■ DATA TO PROCESS
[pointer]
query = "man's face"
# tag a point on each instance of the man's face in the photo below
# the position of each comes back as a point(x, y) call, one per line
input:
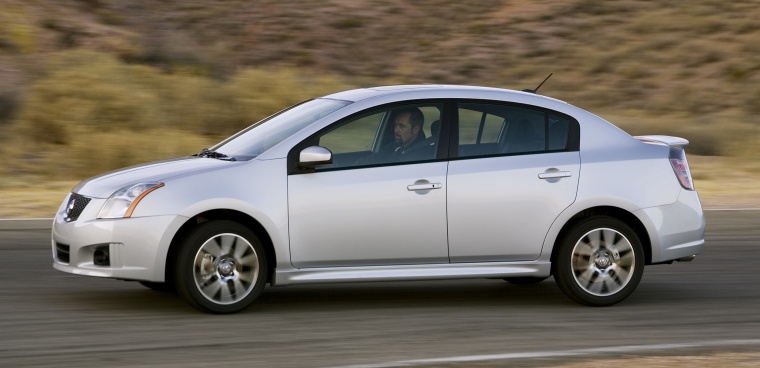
point(405, 132)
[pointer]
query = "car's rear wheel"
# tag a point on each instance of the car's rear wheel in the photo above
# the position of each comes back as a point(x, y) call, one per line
point(221, 267)
point(600, 261)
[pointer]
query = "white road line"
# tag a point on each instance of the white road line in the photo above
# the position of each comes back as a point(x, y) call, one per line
point(556, 353)
point(731, 209)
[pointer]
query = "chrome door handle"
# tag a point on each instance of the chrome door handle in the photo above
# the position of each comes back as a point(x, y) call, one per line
point(554, 174)
point(426, 186)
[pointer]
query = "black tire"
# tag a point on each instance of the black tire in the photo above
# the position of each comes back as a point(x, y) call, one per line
point(600, 262)
point(164, 287)
point(525, 280)
point(221, 267)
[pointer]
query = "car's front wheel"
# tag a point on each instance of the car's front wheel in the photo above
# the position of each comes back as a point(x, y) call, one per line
point(221, 267)
point(600, 261)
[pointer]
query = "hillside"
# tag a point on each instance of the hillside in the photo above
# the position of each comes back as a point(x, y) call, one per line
point(90, 85)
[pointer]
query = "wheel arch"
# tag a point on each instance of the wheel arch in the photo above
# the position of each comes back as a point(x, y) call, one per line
point(220, 214)
point(610, 211)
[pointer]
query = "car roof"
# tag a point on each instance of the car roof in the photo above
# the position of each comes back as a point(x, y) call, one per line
point(365, 93)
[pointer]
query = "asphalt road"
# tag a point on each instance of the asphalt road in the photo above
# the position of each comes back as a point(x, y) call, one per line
point(48, 318)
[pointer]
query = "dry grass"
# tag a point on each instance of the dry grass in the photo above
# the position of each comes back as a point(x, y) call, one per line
point(140, 72)
point(720, 181)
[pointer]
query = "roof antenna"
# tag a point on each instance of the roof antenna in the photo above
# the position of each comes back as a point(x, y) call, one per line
point(539, 86)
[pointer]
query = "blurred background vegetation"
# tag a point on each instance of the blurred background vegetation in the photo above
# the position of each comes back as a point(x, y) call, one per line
point(88, 86)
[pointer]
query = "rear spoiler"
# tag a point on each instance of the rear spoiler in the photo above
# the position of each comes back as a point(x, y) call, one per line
point(663, 140)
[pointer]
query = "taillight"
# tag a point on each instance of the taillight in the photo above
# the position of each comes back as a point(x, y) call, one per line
point(681, 167)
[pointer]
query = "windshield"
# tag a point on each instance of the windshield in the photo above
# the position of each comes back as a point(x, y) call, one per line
point(263, 135)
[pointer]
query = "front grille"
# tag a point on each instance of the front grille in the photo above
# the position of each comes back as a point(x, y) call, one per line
point(62, 252)
point(76, 205)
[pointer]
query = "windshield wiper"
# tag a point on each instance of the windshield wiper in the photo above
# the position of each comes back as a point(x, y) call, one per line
point(207, 153)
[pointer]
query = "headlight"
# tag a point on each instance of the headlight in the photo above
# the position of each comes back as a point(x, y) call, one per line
point(123, 202)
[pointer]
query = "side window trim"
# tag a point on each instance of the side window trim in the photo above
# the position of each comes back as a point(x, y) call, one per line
point(441, 150)
point(573, 135)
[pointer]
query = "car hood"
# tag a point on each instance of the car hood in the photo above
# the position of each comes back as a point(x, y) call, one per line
point(104, 185)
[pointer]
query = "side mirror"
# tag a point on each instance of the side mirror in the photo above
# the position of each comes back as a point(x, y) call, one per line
point(314, 156)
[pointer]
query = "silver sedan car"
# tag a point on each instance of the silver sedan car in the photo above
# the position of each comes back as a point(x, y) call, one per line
point(417, 182)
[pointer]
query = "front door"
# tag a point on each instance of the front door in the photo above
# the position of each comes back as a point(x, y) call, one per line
point(374, 205)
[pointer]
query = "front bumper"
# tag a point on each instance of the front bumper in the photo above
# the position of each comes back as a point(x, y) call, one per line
point(136, 247)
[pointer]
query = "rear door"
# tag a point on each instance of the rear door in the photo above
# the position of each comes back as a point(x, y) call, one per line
point(517, 170)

■ ASSIGNMENT
Each line of the records with the word "hood" in it is to be copied.

■ OUTPUT FOR THIS TASK
query = "car hood"
# tag a point on each instance of the car hood in the photo above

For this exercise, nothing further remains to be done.